Monday, September 16, 2019

The Lost City of Z (James Gray, 2016)


The Lost City of Z (James Gray, 2016)

Cast: Charlie Hunnam, Sienna Miller, Robert Pattinson, Tom Holland, Edward Ashley, Angus Macfadyen, Ian McDiarmid, Clive Francis, Pedro Coello, Franco Nero. Screenplay: James Gray, based on a book by David Grann. Cinematography: Darius Khondji. Production design: Jean-Vincent Puzos. Film editing: John Axelrad, Lee Haugen. Music: Christopher Spelman.

A New Yorker profile of James Gray, keyed to the release of his much-anticipated Ad Astra, sent me in search of his earlier films, none of which I had seen. I lighted first on The Lost City of Z, which I had earlier ignored, in large part because of its title: It sounded like one of those campy adventure movies spoofing the genre epitomized by King Solomon's Mines and pretty much done to death by the Indiana Jones series. I admit that the Z in the title also made me think it had something to do with zombies. Anyway, how can we take movies about explorations in the Amazon seriously after Werner Herzog's Fitzcarraldo (1982)? But The Lost City of Z turns out to be a pleasant surprise: an old-fashioned adventure story played straight and done well. I think it could have used an actor of more heft and charisma than Charlie Hunnam in the lead -- it was originally planned for Brad Pitt (who stayed on as producer after a schedule conflict) and then for Benedict Cumberbatch, either of whom might have filled the part of the obsessive explorer Percy Fawcett better. But Gray handles a sprawling story -- we get not only scenes of Amazonian hardship but also of the Battle of the Somme in World War I -- with finesse.

§ Supplied material:
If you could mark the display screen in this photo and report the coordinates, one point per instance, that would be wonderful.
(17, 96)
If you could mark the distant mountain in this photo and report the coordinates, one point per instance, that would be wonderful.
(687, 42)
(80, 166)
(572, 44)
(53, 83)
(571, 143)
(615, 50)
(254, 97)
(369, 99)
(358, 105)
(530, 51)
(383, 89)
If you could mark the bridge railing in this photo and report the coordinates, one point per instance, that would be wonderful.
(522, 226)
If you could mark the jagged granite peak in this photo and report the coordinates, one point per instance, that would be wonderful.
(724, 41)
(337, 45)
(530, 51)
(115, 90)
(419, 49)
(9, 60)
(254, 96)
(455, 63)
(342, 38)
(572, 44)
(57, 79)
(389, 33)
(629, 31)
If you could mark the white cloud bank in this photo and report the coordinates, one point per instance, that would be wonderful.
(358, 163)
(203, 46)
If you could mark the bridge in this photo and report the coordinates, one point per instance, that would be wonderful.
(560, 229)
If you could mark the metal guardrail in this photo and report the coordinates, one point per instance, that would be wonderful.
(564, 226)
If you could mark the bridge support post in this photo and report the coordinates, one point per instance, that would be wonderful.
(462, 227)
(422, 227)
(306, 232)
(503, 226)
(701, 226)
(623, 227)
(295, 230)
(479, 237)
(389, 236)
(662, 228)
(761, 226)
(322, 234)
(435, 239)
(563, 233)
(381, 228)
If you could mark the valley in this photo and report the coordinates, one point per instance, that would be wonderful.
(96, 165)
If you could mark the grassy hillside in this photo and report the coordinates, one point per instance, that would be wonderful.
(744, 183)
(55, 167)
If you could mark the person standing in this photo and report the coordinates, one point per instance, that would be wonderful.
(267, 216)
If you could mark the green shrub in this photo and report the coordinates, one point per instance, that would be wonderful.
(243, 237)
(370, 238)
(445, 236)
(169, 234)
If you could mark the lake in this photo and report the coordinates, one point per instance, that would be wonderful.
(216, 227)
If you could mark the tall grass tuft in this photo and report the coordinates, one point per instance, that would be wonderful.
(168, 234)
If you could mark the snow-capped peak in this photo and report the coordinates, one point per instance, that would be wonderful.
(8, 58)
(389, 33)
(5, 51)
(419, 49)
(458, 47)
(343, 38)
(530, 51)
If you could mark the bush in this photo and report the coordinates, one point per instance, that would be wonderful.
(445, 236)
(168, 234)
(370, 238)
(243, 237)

§ Task prompt:
Reproduce word for word the part of the film review that opens with the words containing "Cast: Charlie Hunnam, Sienna" and closes with "Music: Christopher Spelman.". The lines above stand apart from the film review and are separate material.

§ Expected output:
Cast: Charlie Hunnam, Sienna Miller, Robert Pattinson, Tom Holland, Edward Ashley, Angus Macfadyen, Ian McDiarmid, Clive Francis, Pedro Coello, Franco Nero. Screenplay: James Gray, based on a book by David Grann. Cinematography: Darius Khondji. Production design: Jean-Vincent Puzos. Film editing: John Axelrad, Lee Haugen. Music: Christopher Spelman.